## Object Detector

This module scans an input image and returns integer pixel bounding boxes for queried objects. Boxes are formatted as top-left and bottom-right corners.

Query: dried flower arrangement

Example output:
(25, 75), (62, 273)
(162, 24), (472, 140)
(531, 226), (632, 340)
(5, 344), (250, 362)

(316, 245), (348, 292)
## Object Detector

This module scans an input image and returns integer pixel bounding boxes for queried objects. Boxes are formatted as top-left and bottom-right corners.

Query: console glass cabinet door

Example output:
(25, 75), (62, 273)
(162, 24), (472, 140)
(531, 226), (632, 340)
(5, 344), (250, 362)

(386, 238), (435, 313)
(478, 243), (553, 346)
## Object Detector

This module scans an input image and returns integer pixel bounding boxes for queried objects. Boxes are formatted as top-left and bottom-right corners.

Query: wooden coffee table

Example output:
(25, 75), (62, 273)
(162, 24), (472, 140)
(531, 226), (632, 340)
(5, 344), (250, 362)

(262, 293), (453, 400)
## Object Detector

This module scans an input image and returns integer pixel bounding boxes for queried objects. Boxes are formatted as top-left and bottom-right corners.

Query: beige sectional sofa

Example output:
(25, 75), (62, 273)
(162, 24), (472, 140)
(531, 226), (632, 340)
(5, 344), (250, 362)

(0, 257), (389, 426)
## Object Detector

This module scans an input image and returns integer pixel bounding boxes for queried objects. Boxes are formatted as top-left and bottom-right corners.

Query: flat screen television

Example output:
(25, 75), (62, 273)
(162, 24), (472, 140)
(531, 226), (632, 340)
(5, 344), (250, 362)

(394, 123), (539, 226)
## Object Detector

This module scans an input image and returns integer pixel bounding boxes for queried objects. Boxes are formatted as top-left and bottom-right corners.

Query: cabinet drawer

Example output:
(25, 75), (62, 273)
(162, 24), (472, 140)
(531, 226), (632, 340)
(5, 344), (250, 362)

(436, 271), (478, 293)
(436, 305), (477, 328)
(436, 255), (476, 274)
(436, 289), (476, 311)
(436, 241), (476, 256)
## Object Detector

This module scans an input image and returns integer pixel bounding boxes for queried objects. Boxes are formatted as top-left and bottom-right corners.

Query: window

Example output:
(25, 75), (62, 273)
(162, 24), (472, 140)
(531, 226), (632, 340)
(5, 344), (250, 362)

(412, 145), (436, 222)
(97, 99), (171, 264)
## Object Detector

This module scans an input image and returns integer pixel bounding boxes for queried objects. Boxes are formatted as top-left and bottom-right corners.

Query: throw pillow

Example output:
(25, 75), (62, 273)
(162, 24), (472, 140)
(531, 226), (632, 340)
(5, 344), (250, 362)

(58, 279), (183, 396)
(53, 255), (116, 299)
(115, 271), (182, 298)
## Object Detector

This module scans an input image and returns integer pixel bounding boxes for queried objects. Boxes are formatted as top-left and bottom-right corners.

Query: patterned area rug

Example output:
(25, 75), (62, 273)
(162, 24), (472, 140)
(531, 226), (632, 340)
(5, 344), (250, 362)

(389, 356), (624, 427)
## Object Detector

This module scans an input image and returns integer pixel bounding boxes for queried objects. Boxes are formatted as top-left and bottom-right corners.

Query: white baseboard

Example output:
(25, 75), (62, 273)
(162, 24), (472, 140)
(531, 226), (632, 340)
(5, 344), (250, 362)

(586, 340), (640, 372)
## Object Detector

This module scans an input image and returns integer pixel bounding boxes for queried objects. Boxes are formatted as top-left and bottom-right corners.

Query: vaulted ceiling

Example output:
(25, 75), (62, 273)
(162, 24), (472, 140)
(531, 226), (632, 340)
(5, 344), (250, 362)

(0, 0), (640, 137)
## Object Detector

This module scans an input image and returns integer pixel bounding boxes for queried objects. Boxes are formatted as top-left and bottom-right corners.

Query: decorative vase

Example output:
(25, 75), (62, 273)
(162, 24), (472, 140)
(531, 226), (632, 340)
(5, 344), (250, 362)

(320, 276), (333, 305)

---

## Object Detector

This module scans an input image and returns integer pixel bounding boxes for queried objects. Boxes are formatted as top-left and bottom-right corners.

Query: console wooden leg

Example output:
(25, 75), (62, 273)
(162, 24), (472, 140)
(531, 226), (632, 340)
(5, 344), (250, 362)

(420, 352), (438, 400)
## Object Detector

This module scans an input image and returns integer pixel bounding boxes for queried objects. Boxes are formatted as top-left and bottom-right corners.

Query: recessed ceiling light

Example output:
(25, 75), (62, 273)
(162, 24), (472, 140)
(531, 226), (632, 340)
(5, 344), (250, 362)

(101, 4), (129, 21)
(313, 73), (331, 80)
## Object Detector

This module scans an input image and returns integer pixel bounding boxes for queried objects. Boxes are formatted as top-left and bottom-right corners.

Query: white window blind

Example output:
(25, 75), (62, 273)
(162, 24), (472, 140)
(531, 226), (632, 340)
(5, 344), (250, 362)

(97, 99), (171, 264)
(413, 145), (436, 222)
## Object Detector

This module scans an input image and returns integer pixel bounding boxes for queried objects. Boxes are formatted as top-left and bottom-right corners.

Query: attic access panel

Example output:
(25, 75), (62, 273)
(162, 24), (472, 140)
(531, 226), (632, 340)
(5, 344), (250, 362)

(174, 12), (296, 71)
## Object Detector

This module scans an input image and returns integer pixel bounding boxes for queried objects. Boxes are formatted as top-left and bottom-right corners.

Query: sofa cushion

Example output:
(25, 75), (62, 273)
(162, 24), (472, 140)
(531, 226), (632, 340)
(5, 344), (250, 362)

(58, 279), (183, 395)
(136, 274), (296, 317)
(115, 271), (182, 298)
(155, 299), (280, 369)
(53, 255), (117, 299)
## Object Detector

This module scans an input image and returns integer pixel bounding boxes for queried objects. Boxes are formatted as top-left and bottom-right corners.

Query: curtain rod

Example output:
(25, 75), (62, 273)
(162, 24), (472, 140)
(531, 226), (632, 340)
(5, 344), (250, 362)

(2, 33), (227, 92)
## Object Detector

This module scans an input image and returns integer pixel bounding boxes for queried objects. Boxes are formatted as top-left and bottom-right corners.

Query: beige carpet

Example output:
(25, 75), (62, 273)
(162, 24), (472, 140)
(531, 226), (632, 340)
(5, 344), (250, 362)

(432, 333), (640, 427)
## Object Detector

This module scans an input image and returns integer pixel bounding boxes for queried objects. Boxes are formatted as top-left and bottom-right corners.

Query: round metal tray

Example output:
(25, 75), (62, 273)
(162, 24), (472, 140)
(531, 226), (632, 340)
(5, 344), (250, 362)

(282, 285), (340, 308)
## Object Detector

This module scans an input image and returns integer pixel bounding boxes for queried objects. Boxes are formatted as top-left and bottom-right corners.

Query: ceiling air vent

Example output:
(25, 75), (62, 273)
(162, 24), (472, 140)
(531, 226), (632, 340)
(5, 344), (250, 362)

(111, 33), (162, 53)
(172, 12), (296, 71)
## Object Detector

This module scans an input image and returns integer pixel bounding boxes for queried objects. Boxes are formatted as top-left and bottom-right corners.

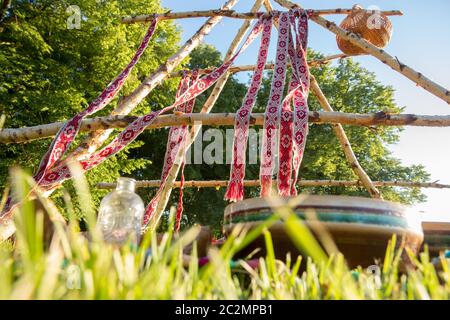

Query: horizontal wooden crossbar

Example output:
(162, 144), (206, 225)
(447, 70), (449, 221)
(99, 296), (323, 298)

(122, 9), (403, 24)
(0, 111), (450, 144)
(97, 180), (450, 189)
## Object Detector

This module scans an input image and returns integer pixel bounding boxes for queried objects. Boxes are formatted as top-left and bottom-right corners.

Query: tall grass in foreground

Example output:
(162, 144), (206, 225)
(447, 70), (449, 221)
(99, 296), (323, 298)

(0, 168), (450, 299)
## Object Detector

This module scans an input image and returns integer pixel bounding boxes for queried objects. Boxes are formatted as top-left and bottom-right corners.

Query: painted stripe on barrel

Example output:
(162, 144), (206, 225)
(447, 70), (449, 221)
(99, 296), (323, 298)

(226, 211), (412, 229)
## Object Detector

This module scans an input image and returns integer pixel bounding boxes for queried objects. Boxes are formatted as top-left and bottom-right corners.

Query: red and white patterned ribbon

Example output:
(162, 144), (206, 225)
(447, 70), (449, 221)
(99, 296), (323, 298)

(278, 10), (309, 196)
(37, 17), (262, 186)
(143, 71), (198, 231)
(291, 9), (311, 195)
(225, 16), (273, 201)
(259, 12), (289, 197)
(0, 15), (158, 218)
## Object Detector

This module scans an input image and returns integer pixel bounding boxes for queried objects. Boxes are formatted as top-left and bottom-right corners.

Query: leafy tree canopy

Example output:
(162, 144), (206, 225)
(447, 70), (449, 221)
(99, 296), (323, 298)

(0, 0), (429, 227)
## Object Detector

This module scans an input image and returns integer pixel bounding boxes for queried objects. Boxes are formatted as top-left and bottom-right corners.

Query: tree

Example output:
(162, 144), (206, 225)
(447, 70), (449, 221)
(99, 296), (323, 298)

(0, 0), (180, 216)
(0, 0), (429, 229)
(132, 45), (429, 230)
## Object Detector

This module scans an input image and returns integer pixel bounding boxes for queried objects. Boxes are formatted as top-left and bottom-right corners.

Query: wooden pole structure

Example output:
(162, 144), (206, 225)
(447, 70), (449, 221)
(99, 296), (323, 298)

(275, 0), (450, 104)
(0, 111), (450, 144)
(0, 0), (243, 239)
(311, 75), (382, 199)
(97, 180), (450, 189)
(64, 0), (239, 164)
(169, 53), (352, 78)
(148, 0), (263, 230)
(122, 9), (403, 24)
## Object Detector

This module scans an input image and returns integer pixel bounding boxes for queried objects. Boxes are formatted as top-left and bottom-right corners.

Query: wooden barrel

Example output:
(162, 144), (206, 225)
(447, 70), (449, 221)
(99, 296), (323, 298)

---

● **Problem description**
Count the lines in the items that contain the word "ceiling", and reply with that number only.

● **Answer to the problem**
3